- _LIST OF TASKS_:
**1)** In the bill excerpt, why must the Secretary of State consult organizations of employers, employees and workers at least every two years? Answer in one to three sentences.
**2)** Report how many lines of the listing contain the string "book". Case counts, and only the number should be given.

- _SUPPLIED PASSAGE_:
AI Bill: Part 10 - Regulators and bodies in the employment field and artificial intelligence
  1. Regulatory obligations concerning artificial intelligence

  1. A regulator within Schedule 3 shall apply the principles set out in this section in any context concerning employment and the deployment of artificial intelligence systems.
  2. The principles are that regulation should promote -
    1. safety, security and robustness,
    2. appropriate transparency and explainability,
    3. fairness,
    4. equality, diversity, equality of opportunity, and compliance with the Equality Act 2010,
    5. accountability and governance, and
    6. contestability and redress.
  3. For the purposes of this section a regulator within Schedule 3 may request and see information produced pursuant to sections 14 and 16 in accordance with Schedule 4.
  4. “equality”, “diversity” and “equality of opportunity” having the same meaning as in the Equality Act 2006.
  1. Statutory guidance on artificial intelligence and the principle of non- discrimination

    1. In accordance with this section, Equality and Humans Rights Commission shall publish guidance for employers (their agents and employees), every two years from commencement of this section.
    2. The guidance shall set out the steps that should be taken to avoid a breach of the principle of non-discrimination in consequence of high-risk decision-making including in relation to the defence under section 136(3B) Equality Act 2010.
    3. Equality and Humans Rights Commission must consult with the regulators and bodies listed in subsection (4) and any other bodies or regulators that he considers to be relevant before publishing the statutory guidance referred to in subsection (1).
    4. The regulators and bodies within the meaning of subsection (3) are:
      1. The Advisory Conciliation and Arbitration Service (ACAS),
      2. The Information Commissioner’s Office,
      3. Trade Union Congress,
      4. The Department of Science, Innovation and Technology,
      5. The Chartered Institute of Personnel and Development,
      6. The Confederation of British Industry, and
      7. The British Computer Society.
    5. Not less than every two years from the commencement of this Act, the Secretary of State shall consult with appropriate organisations of employers and of employees and workers in order to assess whether amendment is required to the regulators and bodies listed in subsection (3).
  1. Data awareness and education

    1. ACAS must prepare a code of practice for employers, employees, workers and jobseekers which —
      1. explains how artificial intelligence is used within the employment field, and
      2. explains the rights and entitlements contained in this Act and an explanation as to how they can be used to ensure transparency and accountability.
    2. Where a code under this section is in force, ACAS may prepare amendments of the code or a replacement code.
    3. Before preparing a code or amendments under this section, the ACAS must consult the Secretary of State and such of the following as ACAS considers appropriate—
      1. trade associations,
      2. trade unions,
      3. workers,
      4. Equality and Humans Rights Commission, and
      5. persons who appear to ACAS to represent the interests of workers.
AI Bill: Part 11 - Enforcement of recommendations
  1. Power to make recommendations

  1. A recommendation to an employer made by an employment tribunal under this Act must specify -
    1. The steps necessary to remedy the breach of this Act in relation to an employee, worker, jobseeker or trade union and ensure that there is no repetition, and
    2. The period or periods of time (not exceeding 52 weeks) within which the steps are to be taken.

- _Entries from a point annotation set_:
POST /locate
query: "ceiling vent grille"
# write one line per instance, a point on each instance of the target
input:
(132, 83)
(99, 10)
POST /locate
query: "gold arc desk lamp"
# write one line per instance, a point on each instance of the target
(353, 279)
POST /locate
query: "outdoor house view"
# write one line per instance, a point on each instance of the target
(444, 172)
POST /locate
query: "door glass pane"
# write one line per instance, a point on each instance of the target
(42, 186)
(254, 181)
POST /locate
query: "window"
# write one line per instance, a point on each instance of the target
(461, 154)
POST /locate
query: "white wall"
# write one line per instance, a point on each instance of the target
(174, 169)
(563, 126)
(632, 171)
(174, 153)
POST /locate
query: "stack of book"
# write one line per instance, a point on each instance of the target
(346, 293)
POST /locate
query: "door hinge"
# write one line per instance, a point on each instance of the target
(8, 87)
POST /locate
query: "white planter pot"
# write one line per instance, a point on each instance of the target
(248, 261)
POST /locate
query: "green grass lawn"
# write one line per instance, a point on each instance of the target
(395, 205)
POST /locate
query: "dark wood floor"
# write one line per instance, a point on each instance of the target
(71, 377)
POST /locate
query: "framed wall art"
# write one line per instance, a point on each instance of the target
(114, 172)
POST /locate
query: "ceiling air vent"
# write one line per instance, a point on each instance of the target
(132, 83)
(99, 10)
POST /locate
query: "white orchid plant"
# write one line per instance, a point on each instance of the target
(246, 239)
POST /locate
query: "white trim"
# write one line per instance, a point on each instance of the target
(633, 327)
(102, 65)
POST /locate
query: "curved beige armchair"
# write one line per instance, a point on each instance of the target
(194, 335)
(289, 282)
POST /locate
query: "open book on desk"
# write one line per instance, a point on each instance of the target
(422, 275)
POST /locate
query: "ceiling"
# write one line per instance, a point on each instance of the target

- _THE RESPONSES_:
**1)** The Secretary of State must consult them to assess whether the list of regulators and bodies in subsection (3) needs to be amended.

**2)** 2